_Exercise description:_ Return, without anything added, the lines from the one containing "Could you please indicate the orchid" through the end of the entries below, exactly as written.

_Exercise materials:_
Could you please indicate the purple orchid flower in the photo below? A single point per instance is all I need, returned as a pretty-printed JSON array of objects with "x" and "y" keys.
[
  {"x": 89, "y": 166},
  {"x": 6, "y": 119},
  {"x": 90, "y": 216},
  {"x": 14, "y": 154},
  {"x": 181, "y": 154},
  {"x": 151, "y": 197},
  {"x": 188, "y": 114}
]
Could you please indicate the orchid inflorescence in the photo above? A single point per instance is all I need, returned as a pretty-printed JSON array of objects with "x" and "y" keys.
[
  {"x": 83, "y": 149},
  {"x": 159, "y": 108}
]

_Final answer:_
Could you please indicate the orchid inflorescence in the photo above? A single point per instance is all I need, returned as a pretty-printed JSON array of objects with "x" and "y" keys.
[
  {"x": 83, "y": 149},
  {"x": 159, "y": 108}
]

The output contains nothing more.